--- Records from a dataset ---
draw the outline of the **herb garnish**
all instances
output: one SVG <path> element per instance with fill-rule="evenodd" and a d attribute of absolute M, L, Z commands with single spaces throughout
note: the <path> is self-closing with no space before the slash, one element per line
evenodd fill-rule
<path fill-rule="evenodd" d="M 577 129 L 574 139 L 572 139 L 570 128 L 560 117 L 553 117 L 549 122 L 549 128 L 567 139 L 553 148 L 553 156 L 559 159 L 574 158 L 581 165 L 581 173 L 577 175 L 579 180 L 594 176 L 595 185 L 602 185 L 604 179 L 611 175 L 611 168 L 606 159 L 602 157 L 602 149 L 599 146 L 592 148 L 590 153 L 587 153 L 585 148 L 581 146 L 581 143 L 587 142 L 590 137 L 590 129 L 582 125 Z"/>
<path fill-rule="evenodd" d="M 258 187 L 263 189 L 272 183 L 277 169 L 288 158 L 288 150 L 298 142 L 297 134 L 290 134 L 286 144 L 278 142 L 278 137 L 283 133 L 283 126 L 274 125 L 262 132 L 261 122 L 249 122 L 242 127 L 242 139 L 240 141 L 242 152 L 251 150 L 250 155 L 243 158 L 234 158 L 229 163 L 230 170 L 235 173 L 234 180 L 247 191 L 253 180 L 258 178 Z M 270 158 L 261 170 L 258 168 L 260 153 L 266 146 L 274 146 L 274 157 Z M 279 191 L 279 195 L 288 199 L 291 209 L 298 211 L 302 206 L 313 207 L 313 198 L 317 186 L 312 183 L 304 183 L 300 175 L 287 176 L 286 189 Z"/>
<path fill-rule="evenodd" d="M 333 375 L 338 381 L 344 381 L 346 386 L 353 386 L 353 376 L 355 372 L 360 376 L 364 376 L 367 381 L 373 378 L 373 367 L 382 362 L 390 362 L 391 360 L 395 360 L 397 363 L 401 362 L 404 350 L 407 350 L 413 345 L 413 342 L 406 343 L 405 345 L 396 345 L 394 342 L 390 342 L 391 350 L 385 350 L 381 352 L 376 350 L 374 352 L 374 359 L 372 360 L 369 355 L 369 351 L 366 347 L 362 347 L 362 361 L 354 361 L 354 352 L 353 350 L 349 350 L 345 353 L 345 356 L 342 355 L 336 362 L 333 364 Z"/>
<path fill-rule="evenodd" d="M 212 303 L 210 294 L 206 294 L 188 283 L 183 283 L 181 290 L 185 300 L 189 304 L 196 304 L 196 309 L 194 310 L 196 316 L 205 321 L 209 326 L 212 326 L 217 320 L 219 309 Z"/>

--- EXERCISE AIM ---
Duplicate every line of the listing above without any changes.

--- WRITTEN ANSWER ---
draw the outline of the **herb garnish**
all instances
output: one SVG <path> element per instance with fill-rule="evenodd" and a d attribute of absolute M, L, Z commands with single spaces throughout
note: the <path> is self-closing with no space before the slash, one element per line
evenodd fill-rule
<path fill-rule="evenodd" d="M 577 129 L 574 139 L 572 139 L 570 128 L 560 117 L 553 117 L 549 122 L 549 128 L 567 139 L 553 148 L 553 156 L 559 159 L 574 158 L 581 165 L 581 173 L 577 175 L 579 180 L 594 176 L 595 185 L 602 185 L 604 179 L 611 175 L 611 168 L 606 159 L 602 157 L 602 149 L 599 146 L 592 148 L 590 153 L 587 153 L 585 148 L 581 146 L 581 143 L 587 142 L 590 137 L 590 129 L 582 125 Z"/>
<path fill-rule="evenodd" d="M 258 187 L 263 189 L 272 183 L 277 169 L 288 158 L 288 150 L 298 142 L 297 134 L 290 134 L 286 144 L 278 142 L 278 137 L 283 133 L 283 126 L 274 125 L 262 132 L 261 122 L 249 122 L 242 127 L 242 139 L 240 141 L 242 152 L 251 150 L 250 155 L 243 158 L 234 158 L 229 163 L 230 170 L 235 173 L 234 180 L 247 191 L 253 180 L 258 178 Z M 270 158 L 261 170 L 258 168 L 260 153 L 266 146 L 274 146 L 274 157 Z M 279 191 L 279 195 L 288 199 L 291 209 L 298 211 L 302 206 L 313 207 L 313 198 L 317 186 L 312 183 L 304 183 L 300 175 L 287 176 L 286 189 Z"/>
<path fill-rule="evenodd" d="M 333 375 L 338 381 L 344 381 L 346 386 L 353 386 L 353 376 L 355 372 L 360 376 L 364 376 L 367 381 L 373 378 L 373 367 L 382 362 L 390 362 L 391 360 L 395 360 L 397 363 L 401 362 L 404 350 L 407 350 L 413 345 L 413 342 L 406 343 L 405 345 L 396 345 L 394 342 L 390 342 L 391 350 L 385 350 L 381 352 L 376 350 L 374 352 L 374 359 L 372 360 L 369 355 L 369 351 L 366 347 L 362 347 L 362 361 L 354 361 L 354 352 L 353 350 L 349 350 L 345 353 L 345 356 L 342 355 L 336 362 L 333 364 Z"/>
<path fill-rule="evenodd" d="M 212 303 L 210 294 L 206 294 L 188 283 L 183 283 L 181 290 L 185 300 L 189 304 L 196 304 L 196 309 L 194 310 L 196 316 L 205 321 L 209 326 L 212 326 L 217 320 L 219 309 Z"/>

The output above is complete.